= Exercise description =
From the material below, return every line that includes "body".

::::

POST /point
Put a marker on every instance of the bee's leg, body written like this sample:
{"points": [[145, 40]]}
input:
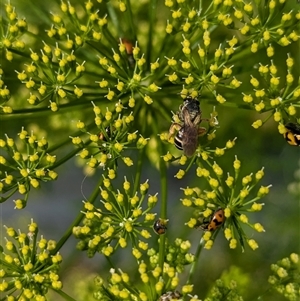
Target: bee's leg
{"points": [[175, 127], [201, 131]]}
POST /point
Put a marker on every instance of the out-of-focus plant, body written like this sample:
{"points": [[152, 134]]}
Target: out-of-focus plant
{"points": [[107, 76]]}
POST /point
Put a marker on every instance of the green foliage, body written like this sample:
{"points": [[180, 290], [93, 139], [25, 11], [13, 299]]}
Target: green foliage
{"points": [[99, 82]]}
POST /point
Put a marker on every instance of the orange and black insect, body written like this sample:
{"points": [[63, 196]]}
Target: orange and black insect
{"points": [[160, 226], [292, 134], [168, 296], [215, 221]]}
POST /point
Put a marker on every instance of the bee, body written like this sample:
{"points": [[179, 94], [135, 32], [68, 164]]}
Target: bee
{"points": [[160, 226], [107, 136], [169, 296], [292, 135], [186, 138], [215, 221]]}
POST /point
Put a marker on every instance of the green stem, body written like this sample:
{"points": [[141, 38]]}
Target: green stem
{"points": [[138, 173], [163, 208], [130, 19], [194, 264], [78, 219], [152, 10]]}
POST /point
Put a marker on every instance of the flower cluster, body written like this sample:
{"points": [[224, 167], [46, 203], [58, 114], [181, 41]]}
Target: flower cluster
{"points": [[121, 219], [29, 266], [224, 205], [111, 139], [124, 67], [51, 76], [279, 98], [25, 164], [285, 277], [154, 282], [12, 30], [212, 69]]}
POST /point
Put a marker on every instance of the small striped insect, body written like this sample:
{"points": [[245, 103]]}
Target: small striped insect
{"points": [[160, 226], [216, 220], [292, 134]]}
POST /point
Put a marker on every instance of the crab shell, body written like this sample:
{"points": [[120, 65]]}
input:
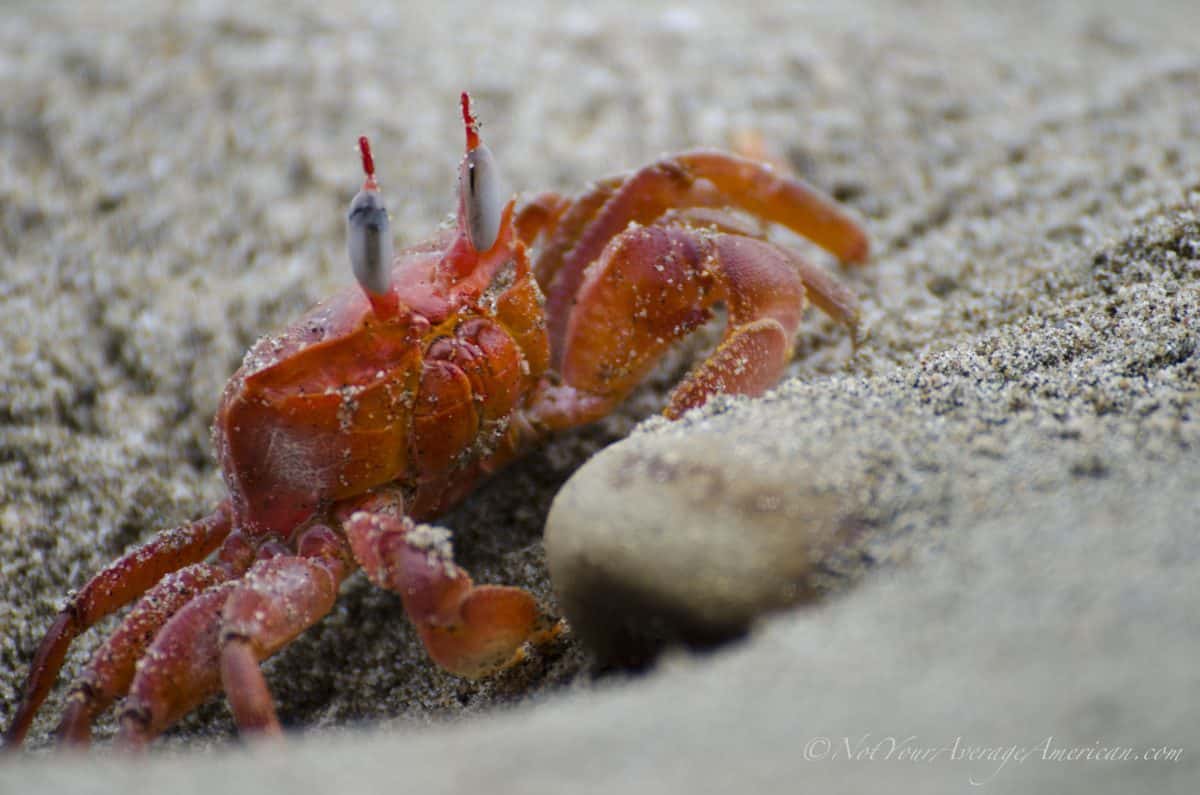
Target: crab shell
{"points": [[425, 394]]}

::::

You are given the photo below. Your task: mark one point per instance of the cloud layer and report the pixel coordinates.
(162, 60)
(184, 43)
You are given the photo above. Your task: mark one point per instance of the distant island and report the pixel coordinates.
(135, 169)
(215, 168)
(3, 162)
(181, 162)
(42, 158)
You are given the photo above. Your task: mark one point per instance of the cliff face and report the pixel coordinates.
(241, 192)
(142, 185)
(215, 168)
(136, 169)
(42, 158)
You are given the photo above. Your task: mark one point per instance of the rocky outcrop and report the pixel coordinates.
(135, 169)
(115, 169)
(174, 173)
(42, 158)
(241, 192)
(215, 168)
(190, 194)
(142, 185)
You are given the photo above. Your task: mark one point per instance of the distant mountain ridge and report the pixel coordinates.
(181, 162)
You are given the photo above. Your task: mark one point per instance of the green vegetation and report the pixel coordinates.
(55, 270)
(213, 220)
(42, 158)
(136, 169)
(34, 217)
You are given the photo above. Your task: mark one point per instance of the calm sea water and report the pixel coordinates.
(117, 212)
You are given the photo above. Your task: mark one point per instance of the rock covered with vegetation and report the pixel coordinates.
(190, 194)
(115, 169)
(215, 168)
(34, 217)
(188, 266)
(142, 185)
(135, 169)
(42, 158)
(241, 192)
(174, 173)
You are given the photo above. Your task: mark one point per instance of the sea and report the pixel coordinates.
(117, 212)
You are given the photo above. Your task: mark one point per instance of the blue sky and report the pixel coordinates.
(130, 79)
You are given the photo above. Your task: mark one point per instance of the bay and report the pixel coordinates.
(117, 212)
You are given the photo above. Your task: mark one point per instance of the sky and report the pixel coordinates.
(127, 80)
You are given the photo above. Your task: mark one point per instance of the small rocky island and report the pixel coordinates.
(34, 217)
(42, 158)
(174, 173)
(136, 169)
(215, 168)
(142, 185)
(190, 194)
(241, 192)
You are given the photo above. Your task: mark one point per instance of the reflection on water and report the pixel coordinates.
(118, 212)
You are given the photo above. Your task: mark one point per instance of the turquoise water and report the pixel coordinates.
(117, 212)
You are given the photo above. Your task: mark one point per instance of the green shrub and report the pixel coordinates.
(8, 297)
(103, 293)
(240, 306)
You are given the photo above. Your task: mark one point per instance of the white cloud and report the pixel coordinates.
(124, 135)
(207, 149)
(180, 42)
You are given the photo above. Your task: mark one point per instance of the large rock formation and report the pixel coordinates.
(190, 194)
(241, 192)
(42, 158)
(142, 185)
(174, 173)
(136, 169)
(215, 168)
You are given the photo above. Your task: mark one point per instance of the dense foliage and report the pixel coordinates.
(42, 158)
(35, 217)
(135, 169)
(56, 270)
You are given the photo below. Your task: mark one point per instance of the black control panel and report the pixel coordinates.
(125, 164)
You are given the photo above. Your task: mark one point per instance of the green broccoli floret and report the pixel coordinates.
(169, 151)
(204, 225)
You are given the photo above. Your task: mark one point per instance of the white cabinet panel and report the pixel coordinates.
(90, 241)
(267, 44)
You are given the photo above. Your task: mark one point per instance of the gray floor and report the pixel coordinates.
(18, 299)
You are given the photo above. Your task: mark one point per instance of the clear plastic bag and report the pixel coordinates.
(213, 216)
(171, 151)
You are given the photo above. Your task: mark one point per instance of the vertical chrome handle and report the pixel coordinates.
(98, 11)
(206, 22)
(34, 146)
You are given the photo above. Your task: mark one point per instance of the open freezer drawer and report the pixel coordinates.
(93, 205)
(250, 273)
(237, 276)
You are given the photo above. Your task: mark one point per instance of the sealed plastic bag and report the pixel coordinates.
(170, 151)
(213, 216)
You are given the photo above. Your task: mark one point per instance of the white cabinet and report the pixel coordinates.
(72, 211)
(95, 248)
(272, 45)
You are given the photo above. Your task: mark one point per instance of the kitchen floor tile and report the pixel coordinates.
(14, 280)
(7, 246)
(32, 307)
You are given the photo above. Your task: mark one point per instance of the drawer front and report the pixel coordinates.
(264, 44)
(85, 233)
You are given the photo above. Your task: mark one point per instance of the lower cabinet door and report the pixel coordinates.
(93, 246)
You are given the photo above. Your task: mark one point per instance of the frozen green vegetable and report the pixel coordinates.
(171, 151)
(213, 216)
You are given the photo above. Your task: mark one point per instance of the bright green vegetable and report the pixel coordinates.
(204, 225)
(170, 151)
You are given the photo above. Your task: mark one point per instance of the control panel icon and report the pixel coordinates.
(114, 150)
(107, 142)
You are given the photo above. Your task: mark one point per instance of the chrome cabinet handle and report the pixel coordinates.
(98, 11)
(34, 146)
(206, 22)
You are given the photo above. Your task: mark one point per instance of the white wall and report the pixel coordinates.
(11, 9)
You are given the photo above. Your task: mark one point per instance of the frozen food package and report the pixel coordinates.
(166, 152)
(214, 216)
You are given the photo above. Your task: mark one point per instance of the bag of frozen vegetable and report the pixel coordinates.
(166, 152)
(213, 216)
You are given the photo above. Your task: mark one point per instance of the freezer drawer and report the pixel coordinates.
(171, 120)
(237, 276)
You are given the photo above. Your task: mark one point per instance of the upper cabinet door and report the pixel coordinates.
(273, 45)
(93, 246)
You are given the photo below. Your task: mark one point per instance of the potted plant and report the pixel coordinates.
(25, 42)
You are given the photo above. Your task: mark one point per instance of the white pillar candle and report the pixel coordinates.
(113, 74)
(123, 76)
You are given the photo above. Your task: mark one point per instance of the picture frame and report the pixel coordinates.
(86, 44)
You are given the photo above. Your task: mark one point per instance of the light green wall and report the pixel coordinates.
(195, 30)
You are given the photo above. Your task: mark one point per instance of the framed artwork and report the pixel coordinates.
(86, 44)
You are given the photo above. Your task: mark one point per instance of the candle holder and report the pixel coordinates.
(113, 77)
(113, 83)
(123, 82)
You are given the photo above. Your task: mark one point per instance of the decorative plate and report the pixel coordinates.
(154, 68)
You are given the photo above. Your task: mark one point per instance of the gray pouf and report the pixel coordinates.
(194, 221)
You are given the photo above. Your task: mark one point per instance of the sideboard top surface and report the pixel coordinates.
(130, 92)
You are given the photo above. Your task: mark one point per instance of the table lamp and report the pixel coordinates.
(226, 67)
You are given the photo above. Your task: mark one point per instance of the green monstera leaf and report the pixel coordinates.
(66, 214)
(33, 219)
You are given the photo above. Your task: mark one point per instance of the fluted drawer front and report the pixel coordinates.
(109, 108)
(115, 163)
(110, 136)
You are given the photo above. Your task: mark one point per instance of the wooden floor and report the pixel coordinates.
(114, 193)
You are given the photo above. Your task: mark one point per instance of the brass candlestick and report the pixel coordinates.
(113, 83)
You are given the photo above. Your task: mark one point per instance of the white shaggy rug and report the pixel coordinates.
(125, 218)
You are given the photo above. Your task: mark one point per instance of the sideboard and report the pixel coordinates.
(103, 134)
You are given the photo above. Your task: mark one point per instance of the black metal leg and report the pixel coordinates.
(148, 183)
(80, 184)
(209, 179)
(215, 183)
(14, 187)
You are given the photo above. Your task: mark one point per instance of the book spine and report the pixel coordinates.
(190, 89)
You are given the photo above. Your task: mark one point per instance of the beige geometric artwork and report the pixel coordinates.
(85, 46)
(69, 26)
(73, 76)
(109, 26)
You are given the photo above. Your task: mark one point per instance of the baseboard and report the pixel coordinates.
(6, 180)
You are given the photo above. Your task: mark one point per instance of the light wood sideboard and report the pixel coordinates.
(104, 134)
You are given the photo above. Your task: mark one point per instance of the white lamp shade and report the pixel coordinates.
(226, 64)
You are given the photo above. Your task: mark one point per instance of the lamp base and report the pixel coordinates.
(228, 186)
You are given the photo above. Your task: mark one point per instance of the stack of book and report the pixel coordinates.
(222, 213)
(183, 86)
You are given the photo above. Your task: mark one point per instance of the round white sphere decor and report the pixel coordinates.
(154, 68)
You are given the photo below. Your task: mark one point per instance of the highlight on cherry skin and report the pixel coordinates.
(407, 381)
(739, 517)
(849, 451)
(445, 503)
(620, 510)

::::

= Problem solution =
Put a marker on every instance of the bee's leg, body written like this sample:
Put a marker on every instance of the out-of-focus plant, body written like this sample:
Put a marker on every instance of the green foliage, body written like this sample:
Put a marker on every instance of the orange and black insect, body written like this sample:
Put a marker on every instance of the bee, body written like this sample:
Put a marker on every instance of the green stem, body written like this sample:
Put a marker on every instance of the flower cluster, body written like this sample:
Put a marker on every instance of the small striped insect, body written like this sample:
Put a marker on every instance of the crab shell, body written like this sample:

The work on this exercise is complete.